= Passage to read =
Start of Block

In Grade Three I moved to Bennettswood Primary the year Margaret started school too. Miss Burlock, my Grade Three teacher, was a tall redhead. She wore black straight skirts that she teamed with pale stockings through which we glimpsed her freckled legs. She probably had nice legs and showed them off with very high heels. I didn't like her much, especially as she made me feel embarrassed when spelling potatoes out loud to the whole class. I pronounced it pot a toes, spelt it correctly, but was sharply corrected for my mispronunciation.
Grade Four and I loved Mr Norman. We moved across the quadrangle and I had a wonderful time in his class. He was an interesting teacher who frequently read aloud to us. He did this very well, obviously enjoying it. I do remember having a sore stomach from so much laughing when he read us the Henry Lawson story, The Loaded Dog. We also did lots of projects on a wide variety of topics.
I loved school but I particularly loved Mr Stafford’s Grade 5 and 6 classes. He must have been a very good teacher. He was very old of course, at least 40. He lived near us in Byron Street and we sometimes saw him walking home from the bus in his check sports coat, leather case in hand.
An important aspect of Grade 6 was Temperance Physiology and the signing of The Pledge. It seemed as if every morning began with:
‘Our bodies are made of millions of tiny cells………..’ This was the first sentence in our Temperance Physiology exercise book. Mr Stafford was a staunch teetotaller. We knew for instance that not a drop of alcohol had ever passed his lips, so he would have been very much in favour of teaching from the book, Temperance for Schools, approved for use by Victorian Education Department.

End of Block

= Information supplied =
Start of Block

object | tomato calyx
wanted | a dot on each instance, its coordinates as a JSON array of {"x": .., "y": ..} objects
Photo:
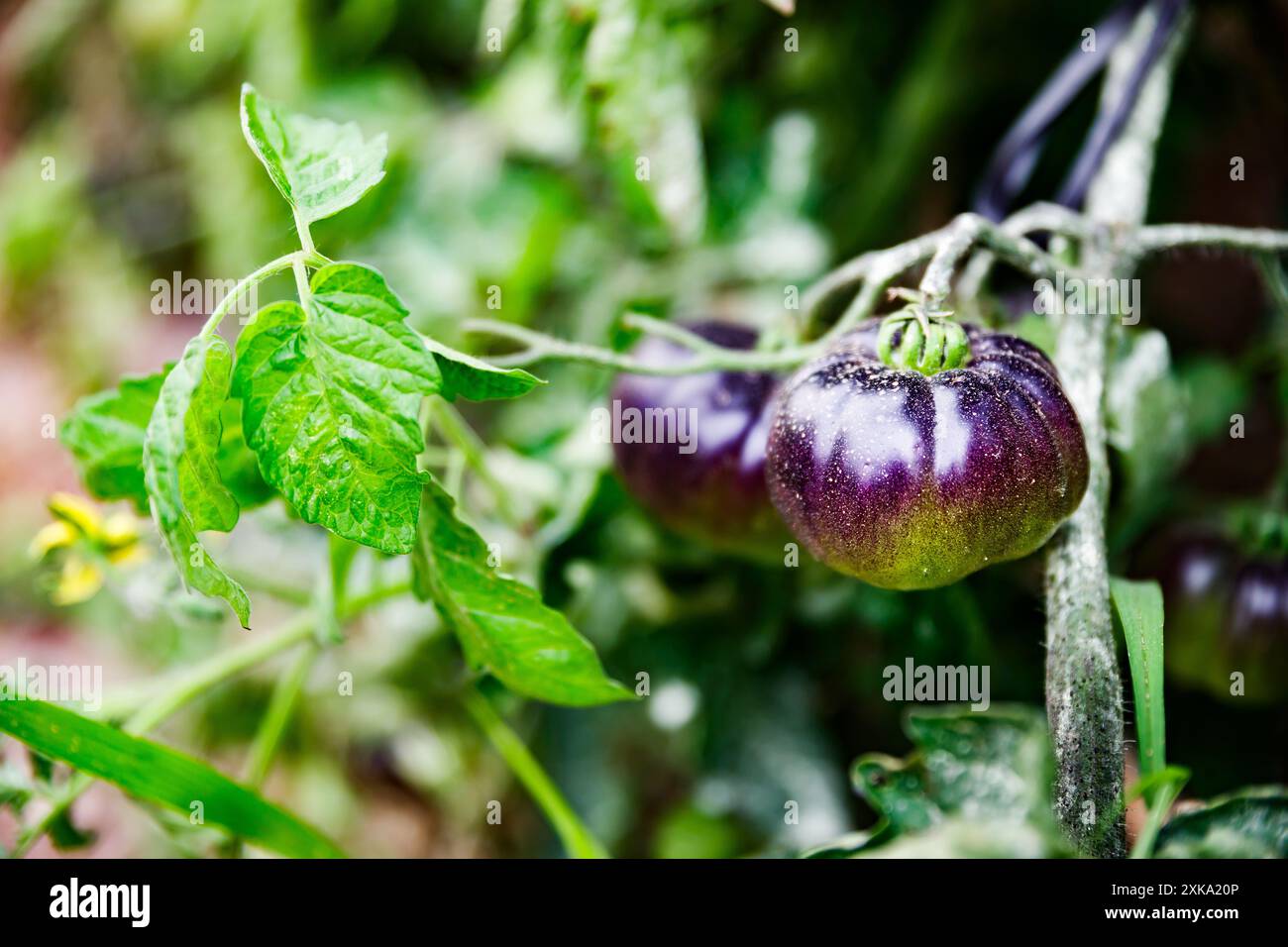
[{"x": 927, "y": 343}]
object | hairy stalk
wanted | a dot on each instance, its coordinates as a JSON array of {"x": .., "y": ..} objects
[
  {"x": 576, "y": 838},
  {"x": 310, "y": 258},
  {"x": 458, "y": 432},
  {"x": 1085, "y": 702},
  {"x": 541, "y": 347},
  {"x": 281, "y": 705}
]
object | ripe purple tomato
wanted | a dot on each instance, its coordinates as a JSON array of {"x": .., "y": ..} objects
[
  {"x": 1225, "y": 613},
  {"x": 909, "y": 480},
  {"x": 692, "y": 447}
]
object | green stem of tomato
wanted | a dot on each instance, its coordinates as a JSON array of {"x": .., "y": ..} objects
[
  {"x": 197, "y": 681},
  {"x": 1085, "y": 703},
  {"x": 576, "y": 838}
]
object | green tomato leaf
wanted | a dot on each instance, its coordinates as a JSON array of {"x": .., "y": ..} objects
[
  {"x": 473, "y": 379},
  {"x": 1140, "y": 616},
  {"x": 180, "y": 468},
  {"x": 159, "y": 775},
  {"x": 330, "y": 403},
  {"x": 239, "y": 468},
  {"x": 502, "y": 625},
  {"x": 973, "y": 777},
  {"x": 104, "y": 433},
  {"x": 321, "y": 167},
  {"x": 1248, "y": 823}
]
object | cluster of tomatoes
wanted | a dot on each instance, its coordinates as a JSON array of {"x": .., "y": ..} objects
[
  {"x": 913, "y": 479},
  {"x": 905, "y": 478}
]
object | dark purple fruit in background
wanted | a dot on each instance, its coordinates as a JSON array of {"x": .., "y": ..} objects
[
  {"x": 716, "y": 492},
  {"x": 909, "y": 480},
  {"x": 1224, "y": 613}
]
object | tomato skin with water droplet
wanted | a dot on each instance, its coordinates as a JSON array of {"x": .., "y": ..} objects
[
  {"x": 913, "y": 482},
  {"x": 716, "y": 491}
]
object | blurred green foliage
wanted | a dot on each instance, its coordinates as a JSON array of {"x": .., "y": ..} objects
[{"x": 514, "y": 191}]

End of Block

= Using the information =
**a.** In the recollection of primary school, translate this sentence into French: "He was an interesting teacher who frequently read aloud to us."
**b.** Resume the recollection of primary school after its final sentence, carrying on in the same voice.

= Answers for the exercise =
**a.** C'était un enseignant intéressant qui nous faisait souvent la lecture à voix haute.

**b.**
Reading the Preface to this book it seems like something from a distant age. I suppose it was! Suburban, white, mono cultural, Melbourne in the 1950’s
Our Temperance Physiology classes warned us of the evils of alcohol and the dangers that lay in wait for the unwary who indulged. I can remember with great gusto drawing an illustration in my exercise book of a wretched drunken man raising a fist to his cowering wife and children. Embellishments were a broken beer bottle on the ground and a trim policeman standing sternly at the door.
Towards the end of the year we sat for the Temperance Physiology Exam and if we passed it was presumed we were saved and we received a glorious shiny certificate from the Independent Order of the Rechabites.
Another highlight was Poetry Anthology. Not only did we copy the poem in our best writhing into our Poetry Anthology book, but we also illustrated each poem. Of course I loved using my Derwent pencils to draw the Lady of Shallot floating down the river golden tresses trailing around her lifeless body. We also recited poems and Margaret and I, to this day, can still recite the first verse of several of the poems learnt in Grade 6, precisely as taught to both of us, (in separate years) by Mr Stafford.